WORK TO COMPLETE
Please repeat the records exactly from their first line, finishing at the line containing "79L0 73V90L83 98ZM101" and including it.

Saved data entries
━━━━━━

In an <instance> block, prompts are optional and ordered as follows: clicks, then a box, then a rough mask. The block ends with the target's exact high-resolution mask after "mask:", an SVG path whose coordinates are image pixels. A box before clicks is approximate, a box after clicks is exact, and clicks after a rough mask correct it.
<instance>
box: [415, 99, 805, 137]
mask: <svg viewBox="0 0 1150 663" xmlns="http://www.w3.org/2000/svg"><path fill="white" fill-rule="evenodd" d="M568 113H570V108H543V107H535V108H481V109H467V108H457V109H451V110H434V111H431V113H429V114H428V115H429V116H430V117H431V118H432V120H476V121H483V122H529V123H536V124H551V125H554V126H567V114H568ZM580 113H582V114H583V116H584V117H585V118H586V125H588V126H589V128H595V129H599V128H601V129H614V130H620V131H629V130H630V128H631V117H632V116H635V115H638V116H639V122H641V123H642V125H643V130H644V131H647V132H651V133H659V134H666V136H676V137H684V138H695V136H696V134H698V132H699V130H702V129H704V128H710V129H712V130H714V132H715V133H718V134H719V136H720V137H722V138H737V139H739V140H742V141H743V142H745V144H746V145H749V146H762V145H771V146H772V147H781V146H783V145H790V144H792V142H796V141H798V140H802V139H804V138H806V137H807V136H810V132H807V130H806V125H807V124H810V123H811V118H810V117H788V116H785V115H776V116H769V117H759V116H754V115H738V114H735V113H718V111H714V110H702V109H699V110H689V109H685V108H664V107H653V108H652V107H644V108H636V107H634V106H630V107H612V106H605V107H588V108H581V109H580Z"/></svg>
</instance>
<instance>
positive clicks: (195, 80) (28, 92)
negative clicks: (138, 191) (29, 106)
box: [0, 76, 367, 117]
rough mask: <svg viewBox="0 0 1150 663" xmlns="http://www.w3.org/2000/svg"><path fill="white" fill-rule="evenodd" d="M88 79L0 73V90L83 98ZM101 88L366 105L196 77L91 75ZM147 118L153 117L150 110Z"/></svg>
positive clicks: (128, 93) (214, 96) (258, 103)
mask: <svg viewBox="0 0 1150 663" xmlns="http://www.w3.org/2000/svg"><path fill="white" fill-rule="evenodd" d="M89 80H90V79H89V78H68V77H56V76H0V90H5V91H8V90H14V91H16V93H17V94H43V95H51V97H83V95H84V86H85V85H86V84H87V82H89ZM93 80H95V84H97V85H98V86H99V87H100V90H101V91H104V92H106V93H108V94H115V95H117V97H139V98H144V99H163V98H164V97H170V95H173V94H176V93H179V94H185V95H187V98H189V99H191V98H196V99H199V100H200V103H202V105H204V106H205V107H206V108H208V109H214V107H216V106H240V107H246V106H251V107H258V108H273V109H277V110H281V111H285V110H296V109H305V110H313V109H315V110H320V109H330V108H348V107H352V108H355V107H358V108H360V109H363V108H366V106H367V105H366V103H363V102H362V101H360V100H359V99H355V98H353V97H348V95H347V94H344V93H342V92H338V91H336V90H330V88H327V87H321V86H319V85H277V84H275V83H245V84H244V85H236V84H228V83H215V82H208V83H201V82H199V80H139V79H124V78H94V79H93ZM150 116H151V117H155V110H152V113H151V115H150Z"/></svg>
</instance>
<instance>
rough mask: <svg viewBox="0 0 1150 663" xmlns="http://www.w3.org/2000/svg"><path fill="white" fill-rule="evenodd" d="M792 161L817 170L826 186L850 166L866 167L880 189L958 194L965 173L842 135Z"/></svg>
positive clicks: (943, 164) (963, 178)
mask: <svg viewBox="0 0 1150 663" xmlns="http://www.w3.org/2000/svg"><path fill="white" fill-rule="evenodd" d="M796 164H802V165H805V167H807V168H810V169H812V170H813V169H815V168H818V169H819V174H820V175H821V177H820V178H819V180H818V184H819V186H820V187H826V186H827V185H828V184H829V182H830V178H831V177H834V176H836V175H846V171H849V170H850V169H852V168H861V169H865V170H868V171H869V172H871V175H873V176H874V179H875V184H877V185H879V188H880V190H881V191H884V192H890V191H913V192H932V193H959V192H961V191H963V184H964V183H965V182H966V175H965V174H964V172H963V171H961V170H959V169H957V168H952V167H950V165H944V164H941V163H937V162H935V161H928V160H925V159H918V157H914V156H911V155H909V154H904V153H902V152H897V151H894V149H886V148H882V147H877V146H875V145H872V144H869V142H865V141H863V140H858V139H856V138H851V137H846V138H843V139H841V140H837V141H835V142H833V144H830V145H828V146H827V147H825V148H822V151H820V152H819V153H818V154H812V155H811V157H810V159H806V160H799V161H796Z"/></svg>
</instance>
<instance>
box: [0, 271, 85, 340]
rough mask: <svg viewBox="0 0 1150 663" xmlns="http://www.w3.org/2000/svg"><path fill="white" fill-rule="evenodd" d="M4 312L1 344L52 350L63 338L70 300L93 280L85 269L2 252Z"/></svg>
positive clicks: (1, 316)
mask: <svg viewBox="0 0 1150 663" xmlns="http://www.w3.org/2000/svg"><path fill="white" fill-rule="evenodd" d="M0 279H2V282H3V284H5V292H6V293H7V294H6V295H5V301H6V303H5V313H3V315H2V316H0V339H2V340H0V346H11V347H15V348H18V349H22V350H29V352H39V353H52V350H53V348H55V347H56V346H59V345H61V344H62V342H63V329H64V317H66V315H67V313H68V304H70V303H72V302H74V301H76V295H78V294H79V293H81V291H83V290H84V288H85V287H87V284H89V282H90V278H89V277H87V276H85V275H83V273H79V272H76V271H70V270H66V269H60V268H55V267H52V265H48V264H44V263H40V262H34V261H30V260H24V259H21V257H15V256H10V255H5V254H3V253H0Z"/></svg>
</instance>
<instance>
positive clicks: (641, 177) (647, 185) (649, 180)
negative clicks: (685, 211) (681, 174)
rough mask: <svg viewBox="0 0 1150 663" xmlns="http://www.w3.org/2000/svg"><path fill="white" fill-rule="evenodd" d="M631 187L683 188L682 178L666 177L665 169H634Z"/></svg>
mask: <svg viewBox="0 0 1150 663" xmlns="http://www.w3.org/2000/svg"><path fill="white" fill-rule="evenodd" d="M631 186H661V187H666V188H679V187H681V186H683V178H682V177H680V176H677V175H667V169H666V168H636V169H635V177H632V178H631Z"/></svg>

━━━━━━

SOLUTION
In an <instance> block, prompts are optional and ordered as follows: clicks, then a box, then a rough mask. The block ends with the target's exact high-resolution mask after "mask:", an SVG path whose coordinates are image pixels. A box before clicks is approximate, a box after clicks is exact, and clicks after a rough mask correct it.
<instance>
box: [415, 99, 805, 137]
mask: <svg viewBox="0 0 1150 663" xmlns="http://www.w3.org/2000/svg"><path fill="white" fill-rule="evenodd" d="M568 113H570V108H543V107H535V108H481V109H467V108H457V109H451V110H434V111H431V113H429V114H428V115H429V116H430V117H431V118H432V120H476V121H483V122H529V123H536V124H551V125H554V126H567V114H568ZM580 113H582V114H583V116H584V117H585V118H586V125H588V126H589V128H595V129H599V128H601V129H614V130H620V131H629V130H630V128H631V117H632V116H635V115H638V116H639V122H641V123H642V125H643V130H644V131H647V132H651V133H659V134H666V136H676V137H684V138H695V136H696V134H698V132H699V130H702V129H704V128H710V129H712V130H714V132H715V133H718V134H719V136H720V137H722V138H737V139H739V140H742V141H743V142H745V144H746V145H749V146H762V145H771V146H772V147H781V146H783V145H790V144H792V142H796V141H798V140H802V139H804V138H806V137H807V136H810V132H807V130H806V125H807V124H810V123H811V118H810V117H788V116H785V115H776V116H769V117H759V116H754V115H738V114H735V113H718V111H714V110H702V109H699V110H689V109H685V108H664V107H653V108H652V107H644V108H636V107H634V106H630V107H612V106H605V107H588V108H581V109H580Z"/></svg>
</instance>
<instance>
positive clicks: (195, 80) (28, 92)
negative clicks: (138, 191) (29, 106)
box: [0, 76, 367, 117]
rough mask: <svg viewBox="0 0 1150 663" xmlns="http://www.w3.org/2000/svg"><path fill="white" fill-rule="evenodd" d="M88 79L0 73V90L83 98ZM101 88L366 105L196 77L91 75ZM147 118L153 117L150 110Z"/></svg>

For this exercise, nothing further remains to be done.